=== Testo da leggere ===

A sinistra, il presidente della Regione Campania, Vincenzo De Luca

L’EDITORIALE

Se la politica ci tratta da sudditi

Da una parte i disservizi di un Servizio sanitario sempre più ostaggio di una sciocca burocrazia e di una politica sempre più attenta ai tagli ragionieristici e disattenta verso le vere esigenze dei cittadini. Dall’altra le istituzioni che permettono che siano servizi (pulizie all’Università) con ribassi del 40 per cento e che portano a penalizzare i lavoratori in puro stile feudale. Insomma, Robin Hood ma al contrario

Non si è, non si dovrebbe mai essere sudditi o clienti ma cittadini. La differenza non è solo semantica, è qui che passa il confine della vera civiltà dei popoli. Invece, ultimamente e troppo spesso, cittadini lo siamo solo sulla carta: non accade solo qui ma certo non può essere consolante. Ci sono storie purtroppo emblematiche degli ultimi giorni che aiutano a rendere bene l’idea. Ne prendo due fra quelle meno devastanti rispetto all’enormità rappresentata da pallottole allegate a lettere inviate a una sindaca o da una ragazzina stuprata da cinque coetanei. Ma certo sono storie che aiutano a capire quanto le disuguaglianze nascano silenti e striscianti.

===

_Istruzioni:_ Riporta dall'editoriale il tratto che va da "Non si è, non" fino a "silenti e striscianti.", senza cambiare nulla. Per questo compito le voci non servono.

=== Dati ===

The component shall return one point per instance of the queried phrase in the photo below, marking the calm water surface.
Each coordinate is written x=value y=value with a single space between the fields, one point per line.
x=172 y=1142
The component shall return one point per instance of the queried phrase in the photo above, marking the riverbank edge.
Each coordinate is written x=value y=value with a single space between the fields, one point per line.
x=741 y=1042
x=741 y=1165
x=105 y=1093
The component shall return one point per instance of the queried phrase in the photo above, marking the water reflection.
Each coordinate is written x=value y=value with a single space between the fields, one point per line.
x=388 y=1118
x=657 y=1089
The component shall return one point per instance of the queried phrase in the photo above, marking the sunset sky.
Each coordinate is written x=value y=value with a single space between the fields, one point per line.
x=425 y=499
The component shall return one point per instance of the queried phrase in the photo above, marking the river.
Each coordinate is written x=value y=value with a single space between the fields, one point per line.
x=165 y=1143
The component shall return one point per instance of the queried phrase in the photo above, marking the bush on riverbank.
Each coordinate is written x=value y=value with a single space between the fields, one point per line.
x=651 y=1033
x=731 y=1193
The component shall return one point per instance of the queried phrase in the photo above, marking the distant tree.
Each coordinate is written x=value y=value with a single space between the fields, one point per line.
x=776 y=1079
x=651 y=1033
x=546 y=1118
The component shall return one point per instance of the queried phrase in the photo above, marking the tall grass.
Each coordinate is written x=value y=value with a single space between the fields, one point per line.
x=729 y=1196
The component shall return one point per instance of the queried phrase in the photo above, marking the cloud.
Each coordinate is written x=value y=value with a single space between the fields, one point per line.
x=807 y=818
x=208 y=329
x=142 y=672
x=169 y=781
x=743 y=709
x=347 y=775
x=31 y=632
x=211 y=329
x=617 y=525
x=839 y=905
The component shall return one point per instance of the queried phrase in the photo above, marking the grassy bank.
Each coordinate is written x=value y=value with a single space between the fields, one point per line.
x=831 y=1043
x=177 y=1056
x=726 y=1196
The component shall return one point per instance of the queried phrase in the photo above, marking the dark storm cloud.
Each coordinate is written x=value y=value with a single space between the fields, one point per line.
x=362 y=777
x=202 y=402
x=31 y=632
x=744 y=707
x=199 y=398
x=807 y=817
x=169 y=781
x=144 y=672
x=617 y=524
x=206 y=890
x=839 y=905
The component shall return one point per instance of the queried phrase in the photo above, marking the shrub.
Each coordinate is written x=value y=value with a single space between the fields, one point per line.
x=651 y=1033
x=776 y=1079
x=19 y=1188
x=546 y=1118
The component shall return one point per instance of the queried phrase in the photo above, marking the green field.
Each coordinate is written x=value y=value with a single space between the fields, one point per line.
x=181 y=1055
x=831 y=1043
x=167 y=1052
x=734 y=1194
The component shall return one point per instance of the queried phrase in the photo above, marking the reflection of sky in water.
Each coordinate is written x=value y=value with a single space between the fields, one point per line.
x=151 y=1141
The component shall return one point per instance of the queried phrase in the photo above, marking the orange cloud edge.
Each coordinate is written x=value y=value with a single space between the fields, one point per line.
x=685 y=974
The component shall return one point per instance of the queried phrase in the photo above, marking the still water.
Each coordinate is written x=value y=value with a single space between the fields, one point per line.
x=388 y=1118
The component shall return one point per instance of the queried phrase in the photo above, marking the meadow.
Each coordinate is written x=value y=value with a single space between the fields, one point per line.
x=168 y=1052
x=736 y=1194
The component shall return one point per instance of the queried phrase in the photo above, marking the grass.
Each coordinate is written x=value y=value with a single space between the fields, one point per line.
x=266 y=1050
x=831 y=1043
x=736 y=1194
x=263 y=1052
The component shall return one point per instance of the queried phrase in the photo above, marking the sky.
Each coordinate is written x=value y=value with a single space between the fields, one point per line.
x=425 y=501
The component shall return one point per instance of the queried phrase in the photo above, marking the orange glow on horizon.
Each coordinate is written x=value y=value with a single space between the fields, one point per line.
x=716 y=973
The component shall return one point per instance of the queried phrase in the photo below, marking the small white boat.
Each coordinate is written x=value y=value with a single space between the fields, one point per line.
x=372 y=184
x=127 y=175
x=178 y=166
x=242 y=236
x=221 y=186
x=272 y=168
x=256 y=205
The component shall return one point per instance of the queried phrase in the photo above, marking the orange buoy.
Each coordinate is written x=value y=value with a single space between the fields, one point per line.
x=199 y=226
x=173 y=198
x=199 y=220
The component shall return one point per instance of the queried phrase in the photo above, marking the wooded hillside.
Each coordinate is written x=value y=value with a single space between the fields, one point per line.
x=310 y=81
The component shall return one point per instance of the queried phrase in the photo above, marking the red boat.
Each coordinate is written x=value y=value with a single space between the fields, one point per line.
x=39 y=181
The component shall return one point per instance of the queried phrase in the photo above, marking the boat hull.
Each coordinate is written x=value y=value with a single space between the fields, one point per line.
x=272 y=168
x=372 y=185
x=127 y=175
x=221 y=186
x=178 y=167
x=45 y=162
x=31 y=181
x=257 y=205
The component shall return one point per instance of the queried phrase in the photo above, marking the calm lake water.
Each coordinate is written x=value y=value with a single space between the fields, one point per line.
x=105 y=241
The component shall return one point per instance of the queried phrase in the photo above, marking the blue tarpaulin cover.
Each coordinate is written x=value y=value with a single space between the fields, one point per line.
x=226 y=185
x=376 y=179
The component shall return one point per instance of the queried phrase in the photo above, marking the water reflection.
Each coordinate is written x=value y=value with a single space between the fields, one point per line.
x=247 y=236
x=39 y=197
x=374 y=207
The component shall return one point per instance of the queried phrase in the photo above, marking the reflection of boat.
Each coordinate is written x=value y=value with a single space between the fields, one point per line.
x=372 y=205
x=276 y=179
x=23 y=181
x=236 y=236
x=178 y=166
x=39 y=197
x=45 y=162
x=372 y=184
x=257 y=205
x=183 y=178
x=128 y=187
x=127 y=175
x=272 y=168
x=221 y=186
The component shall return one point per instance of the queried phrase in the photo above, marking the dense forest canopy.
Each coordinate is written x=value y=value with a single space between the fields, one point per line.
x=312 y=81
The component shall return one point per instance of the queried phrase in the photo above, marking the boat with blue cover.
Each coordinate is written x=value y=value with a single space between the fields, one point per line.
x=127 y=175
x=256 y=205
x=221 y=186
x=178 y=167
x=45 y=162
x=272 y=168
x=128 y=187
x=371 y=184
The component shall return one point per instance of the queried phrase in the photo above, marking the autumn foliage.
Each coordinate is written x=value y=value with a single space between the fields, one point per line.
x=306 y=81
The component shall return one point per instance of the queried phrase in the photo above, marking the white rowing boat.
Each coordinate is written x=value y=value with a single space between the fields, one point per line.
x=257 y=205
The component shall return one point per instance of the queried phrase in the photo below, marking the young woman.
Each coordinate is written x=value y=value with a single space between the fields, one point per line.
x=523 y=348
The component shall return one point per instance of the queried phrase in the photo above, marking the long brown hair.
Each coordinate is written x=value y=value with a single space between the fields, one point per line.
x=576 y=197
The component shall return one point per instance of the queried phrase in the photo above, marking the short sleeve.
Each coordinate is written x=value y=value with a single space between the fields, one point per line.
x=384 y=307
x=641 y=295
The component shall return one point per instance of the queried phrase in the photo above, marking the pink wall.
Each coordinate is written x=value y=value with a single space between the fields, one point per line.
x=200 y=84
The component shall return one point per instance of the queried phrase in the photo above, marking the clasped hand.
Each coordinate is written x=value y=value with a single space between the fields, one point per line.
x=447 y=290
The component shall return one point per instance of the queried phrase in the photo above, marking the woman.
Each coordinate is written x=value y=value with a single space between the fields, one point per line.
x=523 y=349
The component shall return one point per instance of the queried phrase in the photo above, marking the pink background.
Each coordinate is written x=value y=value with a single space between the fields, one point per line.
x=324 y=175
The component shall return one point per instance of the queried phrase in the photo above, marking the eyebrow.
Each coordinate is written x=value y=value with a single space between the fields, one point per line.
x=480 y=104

===

_Risposta giusta:_
Non si è, non si dovrebbe mai essere sudditi o clienti ma cittadini. La differenza non è solo semantica, è qui che passa il confine della vera civiltà dei popoli. Invece, ultimamente e troppo spesso, cittadini lo siamo solo sulla carta: non accade solo qui ma certo non può essere consolante. Ci sono storie purtroppo emblematiche degli ultimi giorni che aiutano a rendere bene l’idea. Ne prendo due fra quelle meno devastanti rispetto all’enormità rappresentata da pallottole allegate a lettere inviate a una sindaca o da una ragazzina stuprata da cinque coetanei. Ma certo sono storie che aiutano a capire quanto le disuguaglianze nascano silenti e striscianti.